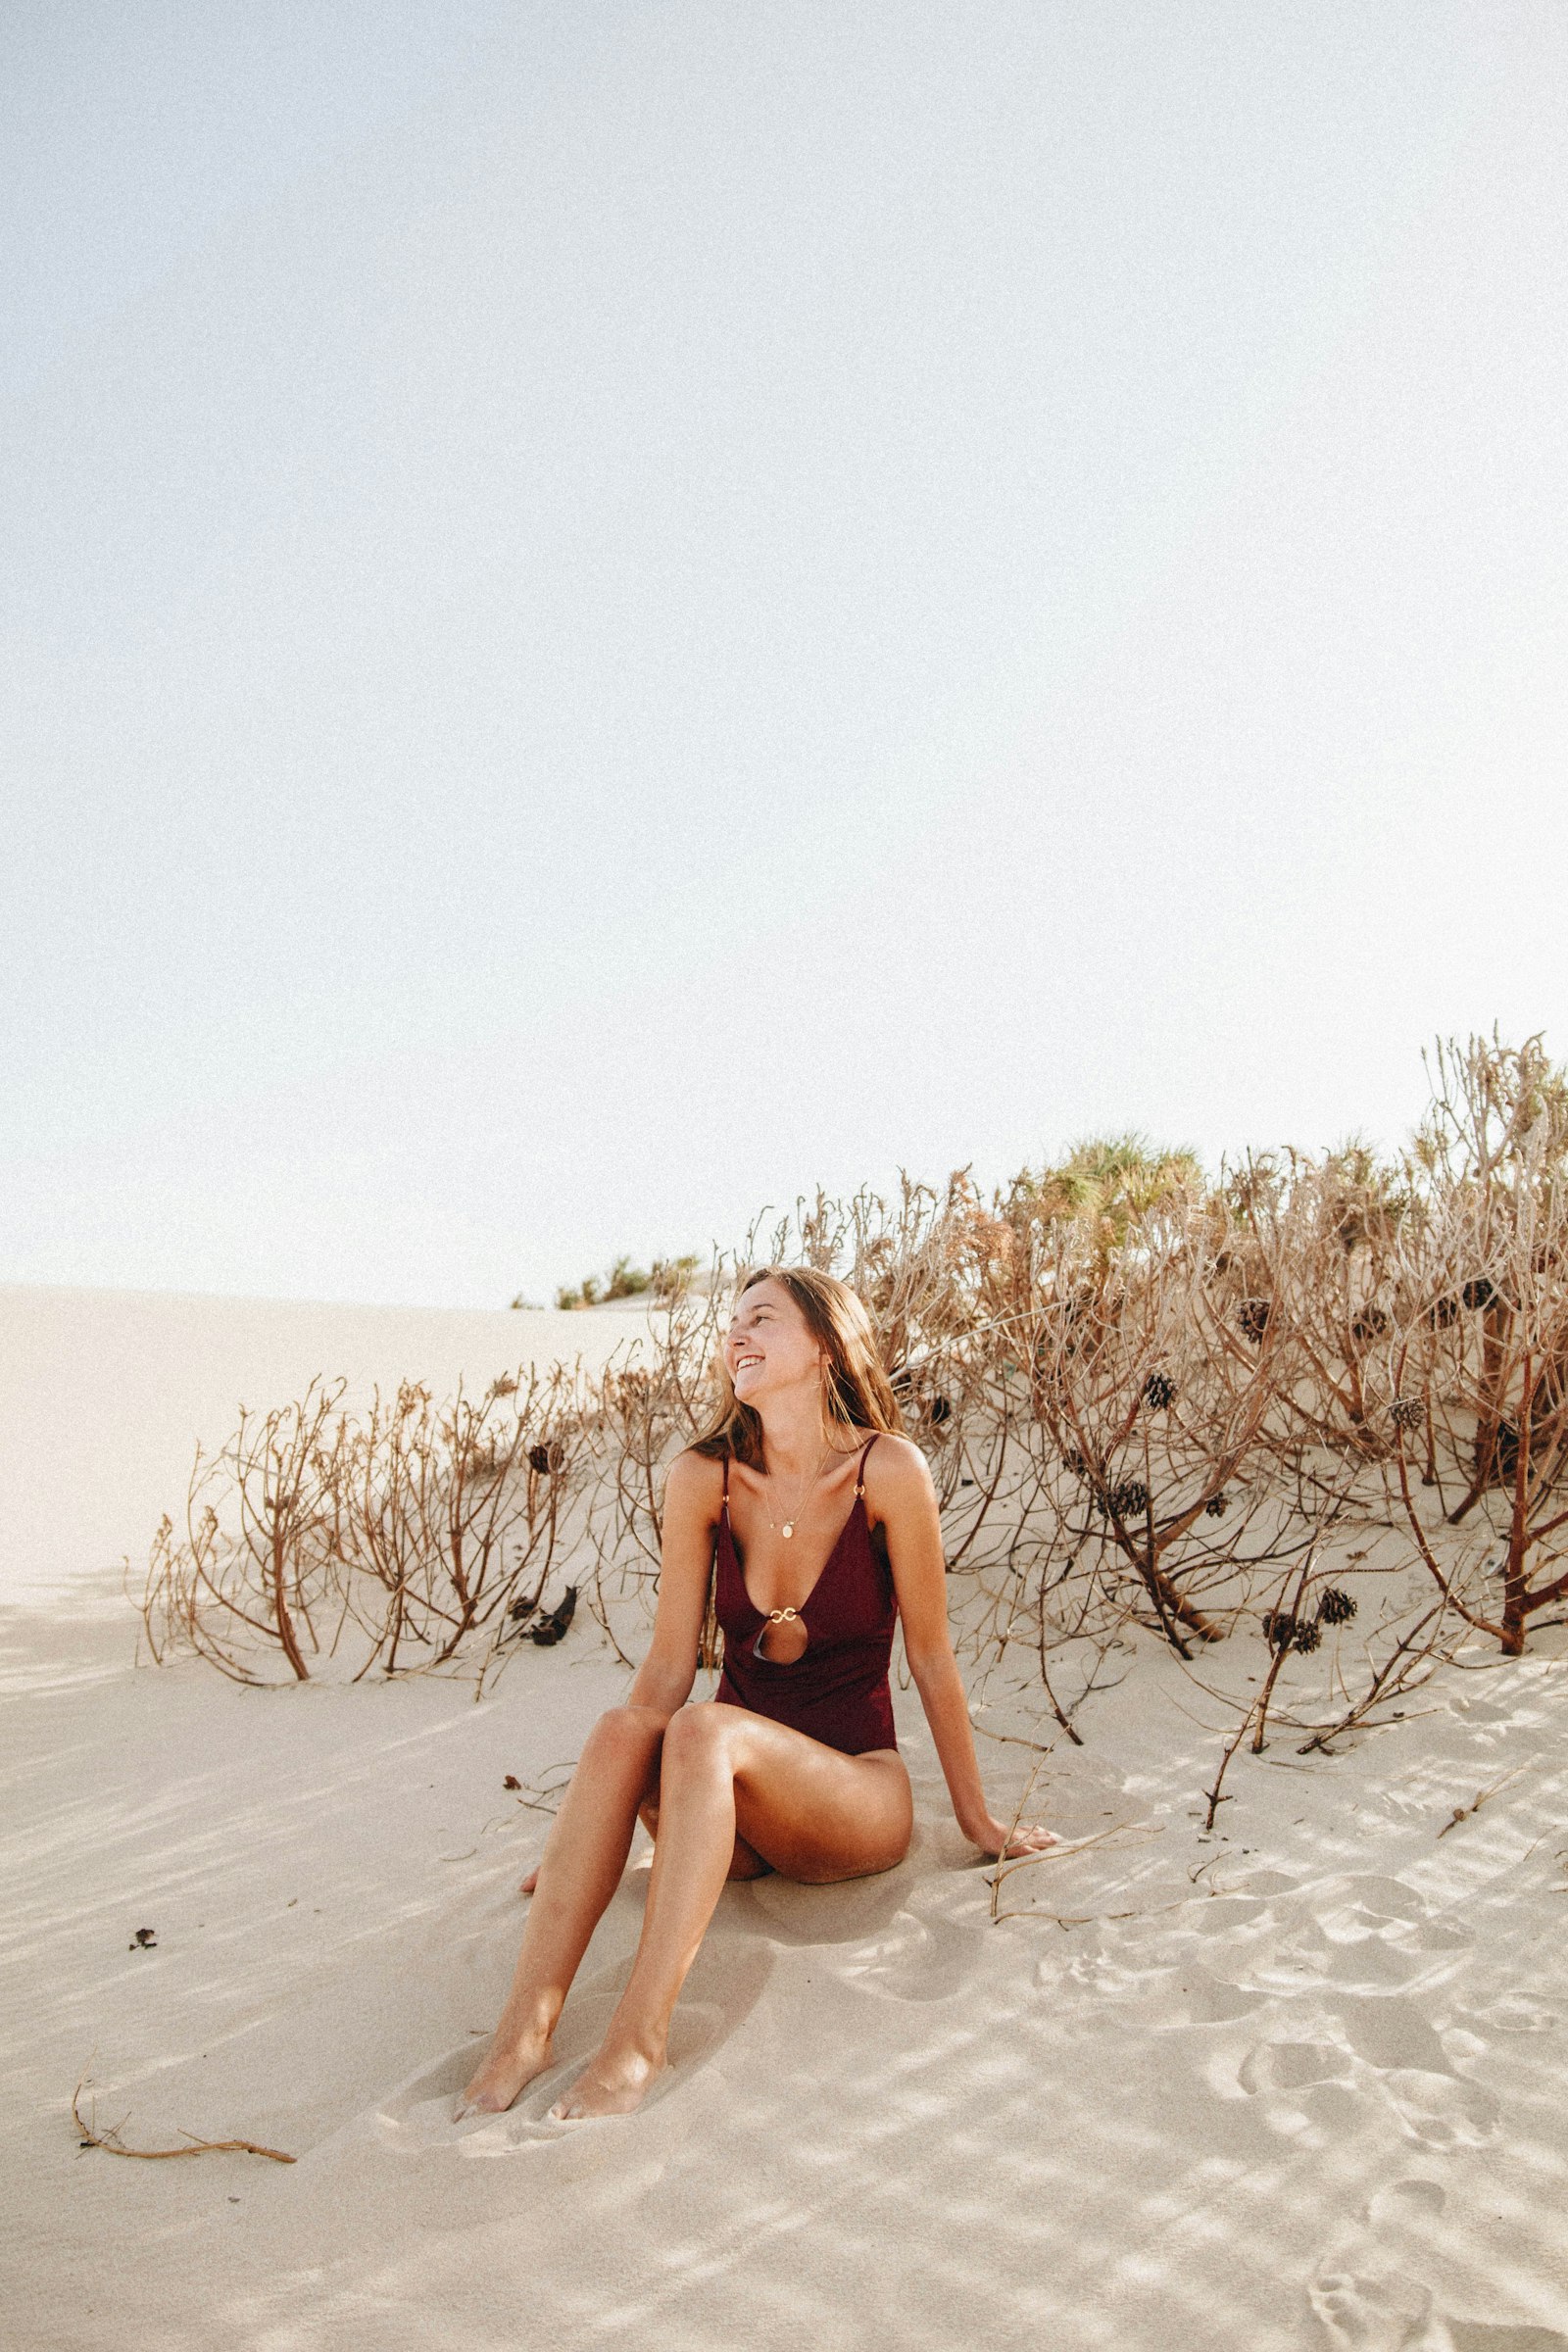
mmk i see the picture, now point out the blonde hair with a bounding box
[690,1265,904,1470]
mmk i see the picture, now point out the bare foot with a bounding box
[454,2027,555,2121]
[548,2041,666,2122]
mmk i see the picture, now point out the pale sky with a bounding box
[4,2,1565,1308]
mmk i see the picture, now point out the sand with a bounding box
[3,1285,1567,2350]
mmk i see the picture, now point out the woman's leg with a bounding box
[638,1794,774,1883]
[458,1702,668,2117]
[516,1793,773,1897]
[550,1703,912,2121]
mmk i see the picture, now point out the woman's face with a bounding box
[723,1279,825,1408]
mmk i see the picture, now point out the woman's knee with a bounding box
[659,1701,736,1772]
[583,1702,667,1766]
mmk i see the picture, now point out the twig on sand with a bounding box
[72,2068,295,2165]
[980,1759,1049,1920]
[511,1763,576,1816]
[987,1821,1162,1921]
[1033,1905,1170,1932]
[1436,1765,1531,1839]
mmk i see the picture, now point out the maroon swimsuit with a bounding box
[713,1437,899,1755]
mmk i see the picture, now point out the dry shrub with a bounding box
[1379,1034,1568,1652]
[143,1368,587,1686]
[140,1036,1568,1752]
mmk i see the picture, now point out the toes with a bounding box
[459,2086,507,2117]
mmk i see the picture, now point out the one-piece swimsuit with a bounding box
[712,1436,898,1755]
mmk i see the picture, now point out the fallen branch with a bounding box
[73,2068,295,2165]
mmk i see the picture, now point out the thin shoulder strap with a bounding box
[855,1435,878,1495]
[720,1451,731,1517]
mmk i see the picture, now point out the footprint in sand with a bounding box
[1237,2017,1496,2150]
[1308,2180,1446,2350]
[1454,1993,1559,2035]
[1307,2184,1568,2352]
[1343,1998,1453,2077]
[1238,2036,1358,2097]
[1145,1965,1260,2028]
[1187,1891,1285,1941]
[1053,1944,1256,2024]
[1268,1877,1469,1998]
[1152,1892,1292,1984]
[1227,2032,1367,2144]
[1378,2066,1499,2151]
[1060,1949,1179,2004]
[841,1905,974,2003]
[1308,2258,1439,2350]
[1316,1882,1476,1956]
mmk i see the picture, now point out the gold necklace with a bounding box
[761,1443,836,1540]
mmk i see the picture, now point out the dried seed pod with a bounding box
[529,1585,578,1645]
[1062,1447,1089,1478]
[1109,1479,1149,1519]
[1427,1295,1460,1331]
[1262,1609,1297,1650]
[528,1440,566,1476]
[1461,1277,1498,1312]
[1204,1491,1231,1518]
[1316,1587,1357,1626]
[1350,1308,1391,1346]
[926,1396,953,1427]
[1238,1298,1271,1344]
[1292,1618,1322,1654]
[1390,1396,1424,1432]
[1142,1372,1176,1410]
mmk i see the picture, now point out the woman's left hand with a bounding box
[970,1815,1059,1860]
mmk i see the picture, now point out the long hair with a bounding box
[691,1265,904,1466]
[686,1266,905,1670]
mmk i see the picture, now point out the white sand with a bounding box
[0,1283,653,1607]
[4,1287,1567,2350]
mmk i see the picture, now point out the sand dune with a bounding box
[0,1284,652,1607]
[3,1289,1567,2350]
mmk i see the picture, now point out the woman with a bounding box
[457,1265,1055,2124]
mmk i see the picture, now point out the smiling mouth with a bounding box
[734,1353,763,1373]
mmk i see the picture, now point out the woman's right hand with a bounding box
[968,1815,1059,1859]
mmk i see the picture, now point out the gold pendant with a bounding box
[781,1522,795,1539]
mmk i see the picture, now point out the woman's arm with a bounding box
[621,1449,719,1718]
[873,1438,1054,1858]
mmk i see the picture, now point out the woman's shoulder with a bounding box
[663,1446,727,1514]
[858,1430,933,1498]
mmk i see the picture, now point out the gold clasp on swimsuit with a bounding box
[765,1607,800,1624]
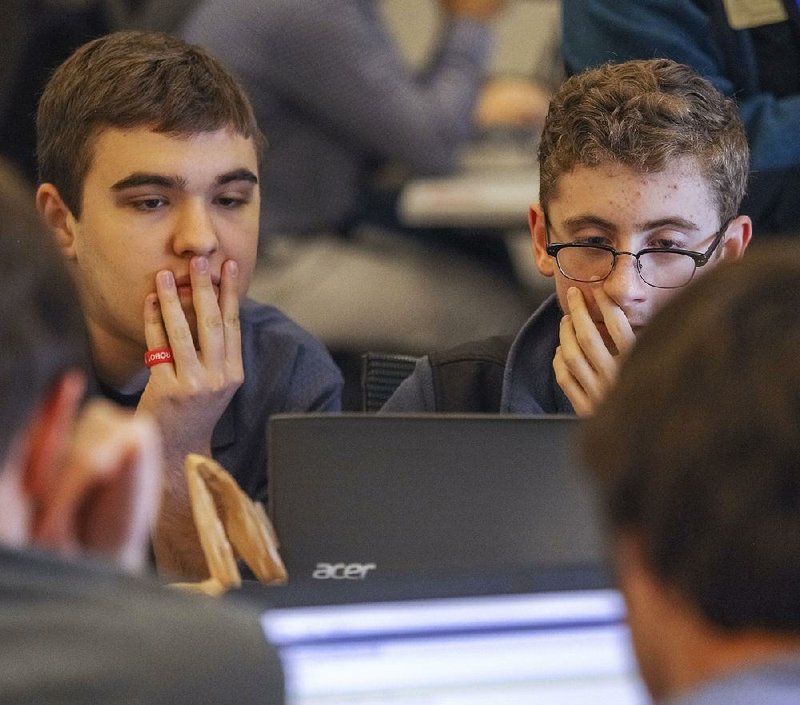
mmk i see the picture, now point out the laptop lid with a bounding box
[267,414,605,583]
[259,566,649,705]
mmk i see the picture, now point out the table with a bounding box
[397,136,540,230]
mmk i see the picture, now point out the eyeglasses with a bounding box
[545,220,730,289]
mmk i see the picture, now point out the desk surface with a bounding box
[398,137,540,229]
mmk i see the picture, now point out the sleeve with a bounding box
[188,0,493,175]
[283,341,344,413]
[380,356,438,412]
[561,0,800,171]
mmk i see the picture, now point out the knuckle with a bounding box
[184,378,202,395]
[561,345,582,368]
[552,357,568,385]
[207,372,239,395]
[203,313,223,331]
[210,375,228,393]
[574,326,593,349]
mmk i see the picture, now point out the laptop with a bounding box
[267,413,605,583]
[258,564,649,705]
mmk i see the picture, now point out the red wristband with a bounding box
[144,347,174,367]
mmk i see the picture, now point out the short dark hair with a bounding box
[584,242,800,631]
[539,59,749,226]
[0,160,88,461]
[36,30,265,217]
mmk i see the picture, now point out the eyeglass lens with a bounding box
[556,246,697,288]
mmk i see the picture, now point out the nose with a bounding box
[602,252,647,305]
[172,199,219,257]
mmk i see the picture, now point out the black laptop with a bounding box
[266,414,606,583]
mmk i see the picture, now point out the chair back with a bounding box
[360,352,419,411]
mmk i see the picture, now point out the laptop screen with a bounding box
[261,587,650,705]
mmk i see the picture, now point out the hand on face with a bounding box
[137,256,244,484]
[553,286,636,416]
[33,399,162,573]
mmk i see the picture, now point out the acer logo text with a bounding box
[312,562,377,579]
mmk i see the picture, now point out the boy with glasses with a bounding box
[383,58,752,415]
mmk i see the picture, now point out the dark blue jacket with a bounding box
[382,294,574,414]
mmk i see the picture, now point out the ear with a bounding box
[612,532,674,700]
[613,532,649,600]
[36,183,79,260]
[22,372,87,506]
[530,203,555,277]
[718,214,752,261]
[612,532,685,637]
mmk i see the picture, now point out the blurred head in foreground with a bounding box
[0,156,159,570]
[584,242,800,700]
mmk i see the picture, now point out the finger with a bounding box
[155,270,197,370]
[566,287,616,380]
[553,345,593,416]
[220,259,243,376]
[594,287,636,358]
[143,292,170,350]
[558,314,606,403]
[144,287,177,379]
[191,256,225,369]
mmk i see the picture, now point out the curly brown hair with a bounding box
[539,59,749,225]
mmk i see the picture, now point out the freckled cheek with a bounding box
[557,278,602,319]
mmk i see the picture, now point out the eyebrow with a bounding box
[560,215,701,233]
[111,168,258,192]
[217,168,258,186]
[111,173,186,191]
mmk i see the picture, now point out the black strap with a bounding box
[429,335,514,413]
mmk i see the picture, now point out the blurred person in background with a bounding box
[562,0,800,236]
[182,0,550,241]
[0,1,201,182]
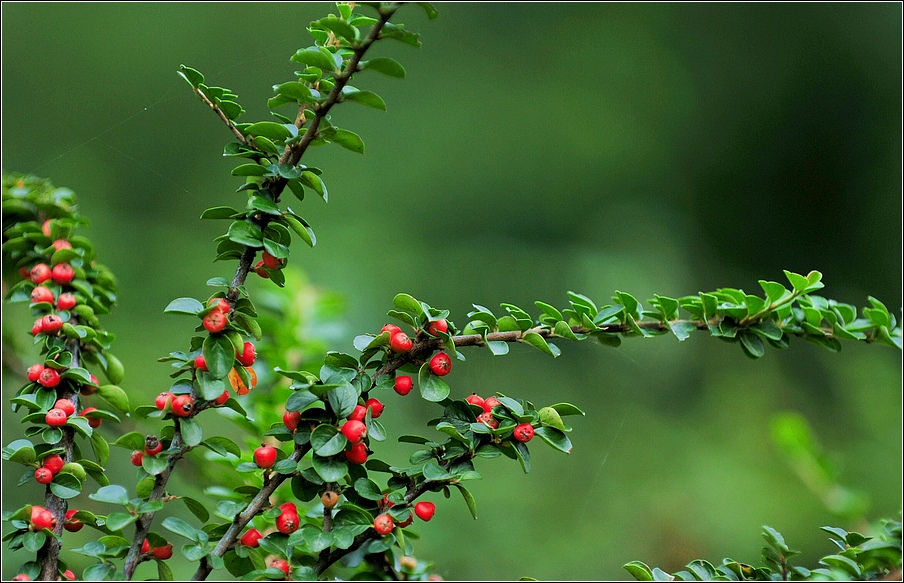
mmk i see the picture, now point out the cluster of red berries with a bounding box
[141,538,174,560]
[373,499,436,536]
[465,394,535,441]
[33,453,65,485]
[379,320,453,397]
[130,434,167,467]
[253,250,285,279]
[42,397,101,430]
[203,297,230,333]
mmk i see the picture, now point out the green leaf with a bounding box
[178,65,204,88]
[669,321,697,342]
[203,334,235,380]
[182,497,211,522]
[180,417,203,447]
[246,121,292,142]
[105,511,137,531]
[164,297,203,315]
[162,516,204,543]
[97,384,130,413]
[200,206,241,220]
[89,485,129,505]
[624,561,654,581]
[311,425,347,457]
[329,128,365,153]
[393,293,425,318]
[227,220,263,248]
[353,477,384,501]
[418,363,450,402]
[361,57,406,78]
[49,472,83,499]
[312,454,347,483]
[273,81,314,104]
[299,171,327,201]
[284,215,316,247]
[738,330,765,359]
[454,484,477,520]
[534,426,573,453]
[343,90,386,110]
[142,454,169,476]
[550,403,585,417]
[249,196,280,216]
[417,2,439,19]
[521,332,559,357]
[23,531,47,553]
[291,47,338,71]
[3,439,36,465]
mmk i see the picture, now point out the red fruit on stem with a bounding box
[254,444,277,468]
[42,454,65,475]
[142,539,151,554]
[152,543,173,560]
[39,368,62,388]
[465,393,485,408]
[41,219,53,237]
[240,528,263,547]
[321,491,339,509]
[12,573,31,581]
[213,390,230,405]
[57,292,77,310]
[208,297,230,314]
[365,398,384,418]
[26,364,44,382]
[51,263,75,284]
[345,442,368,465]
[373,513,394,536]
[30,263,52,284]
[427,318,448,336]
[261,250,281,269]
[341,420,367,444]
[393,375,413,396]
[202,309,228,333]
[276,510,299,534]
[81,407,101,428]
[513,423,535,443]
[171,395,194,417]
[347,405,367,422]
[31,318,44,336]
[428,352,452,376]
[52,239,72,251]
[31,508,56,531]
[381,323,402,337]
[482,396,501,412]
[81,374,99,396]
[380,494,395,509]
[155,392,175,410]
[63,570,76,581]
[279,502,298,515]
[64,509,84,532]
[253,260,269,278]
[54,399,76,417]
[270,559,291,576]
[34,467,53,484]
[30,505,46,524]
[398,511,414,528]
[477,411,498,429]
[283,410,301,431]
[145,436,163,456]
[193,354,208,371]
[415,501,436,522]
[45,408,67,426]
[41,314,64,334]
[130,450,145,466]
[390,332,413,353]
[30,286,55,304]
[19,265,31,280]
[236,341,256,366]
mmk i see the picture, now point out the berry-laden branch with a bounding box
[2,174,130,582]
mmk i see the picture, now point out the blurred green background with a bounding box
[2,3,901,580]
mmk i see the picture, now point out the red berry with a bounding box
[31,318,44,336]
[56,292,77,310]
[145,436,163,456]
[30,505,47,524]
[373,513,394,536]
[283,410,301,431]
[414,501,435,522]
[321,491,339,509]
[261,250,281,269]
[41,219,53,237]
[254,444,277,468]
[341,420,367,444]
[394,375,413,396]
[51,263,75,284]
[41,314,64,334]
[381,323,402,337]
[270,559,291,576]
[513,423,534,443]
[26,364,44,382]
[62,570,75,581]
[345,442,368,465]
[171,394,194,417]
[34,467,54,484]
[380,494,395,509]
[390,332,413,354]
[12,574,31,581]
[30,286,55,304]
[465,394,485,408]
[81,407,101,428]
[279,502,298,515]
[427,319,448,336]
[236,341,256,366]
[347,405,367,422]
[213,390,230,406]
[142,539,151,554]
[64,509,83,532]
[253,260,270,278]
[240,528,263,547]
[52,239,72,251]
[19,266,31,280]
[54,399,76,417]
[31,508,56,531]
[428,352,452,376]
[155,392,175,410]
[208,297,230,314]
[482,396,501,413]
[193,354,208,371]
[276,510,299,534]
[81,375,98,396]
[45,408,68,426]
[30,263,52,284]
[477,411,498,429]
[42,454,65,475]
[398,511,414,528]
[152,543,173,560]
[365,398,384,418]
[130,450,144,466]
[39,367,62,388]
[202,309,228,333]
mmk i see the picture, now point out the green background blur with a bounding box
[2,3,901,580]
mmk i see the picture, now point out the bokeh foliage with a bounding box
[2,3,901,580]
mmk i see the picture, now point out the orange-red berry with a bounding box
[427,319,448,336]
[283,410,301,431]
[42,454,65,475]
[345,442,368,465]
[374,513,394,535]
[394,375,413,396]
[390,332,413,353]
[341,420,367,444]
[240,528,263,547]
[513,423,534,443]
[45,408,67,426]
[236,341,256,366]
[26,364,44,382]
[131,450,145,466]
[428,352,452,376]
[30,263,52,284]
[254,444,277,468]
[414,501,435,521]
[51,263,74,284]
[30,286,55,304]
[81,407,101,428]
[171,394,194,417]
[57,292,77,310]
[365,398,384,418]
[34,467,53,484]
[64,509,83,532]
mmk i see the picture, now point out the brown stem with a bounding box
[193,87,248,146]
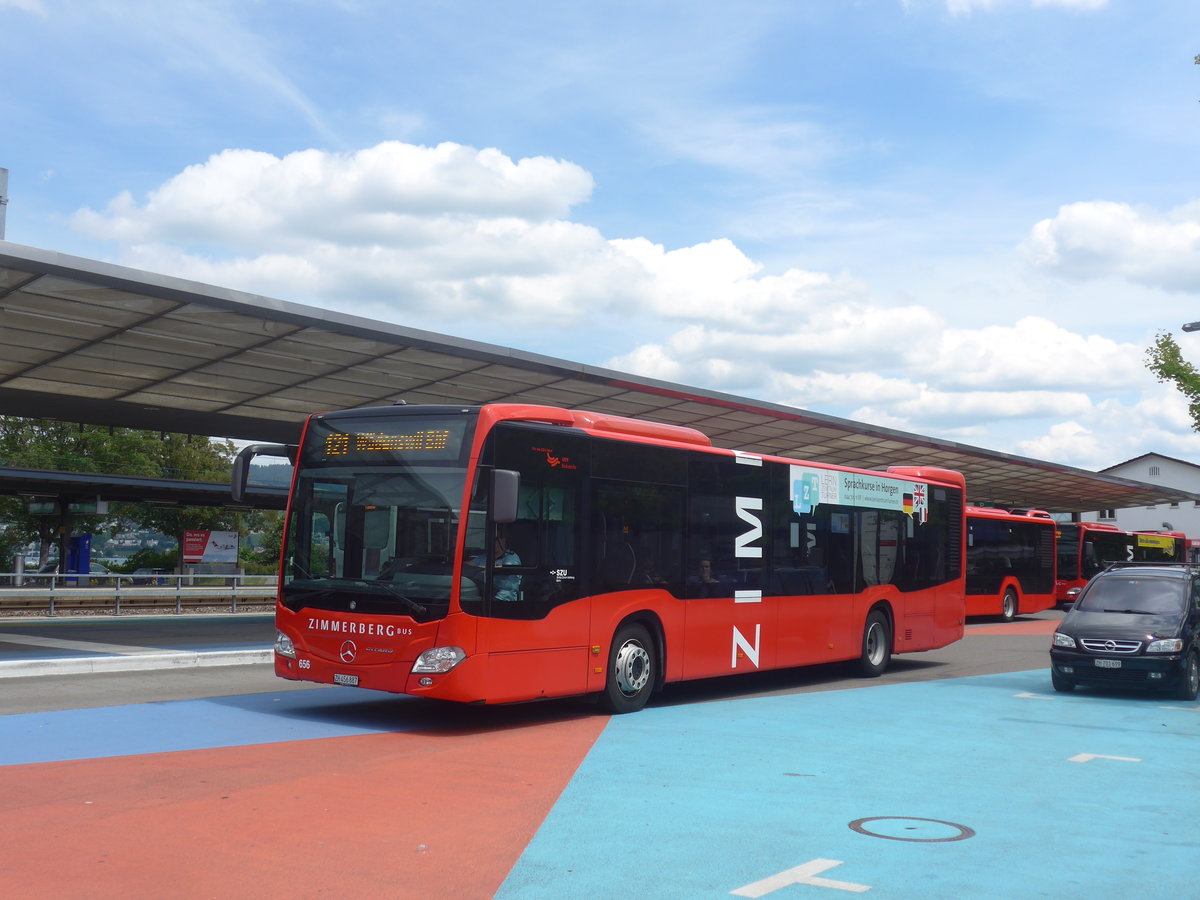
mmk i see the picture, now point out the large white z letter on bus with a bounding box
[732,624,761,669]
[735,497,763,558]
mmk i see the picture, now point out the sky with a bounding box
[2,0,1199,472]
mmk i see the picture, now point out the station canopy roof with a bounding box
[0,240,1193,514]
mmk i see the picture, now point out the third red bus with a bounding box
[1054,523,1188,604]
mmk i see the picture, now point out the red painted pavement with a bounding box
______
TASK - Up to and including the final line of the data above, please copy every line exactly, starting from the one that contains "mmk i see the picture, now point out the station".

RESPONSE -
mmk i see the picture, now point out the station canopy roof with a bounding box
[0,240,1193,514]
mmk i see the picture, now point out the third red bus with a bounding box
[1054,523,1188,604]
mmk i see the picture, now point out the red painted pavement with a bounding box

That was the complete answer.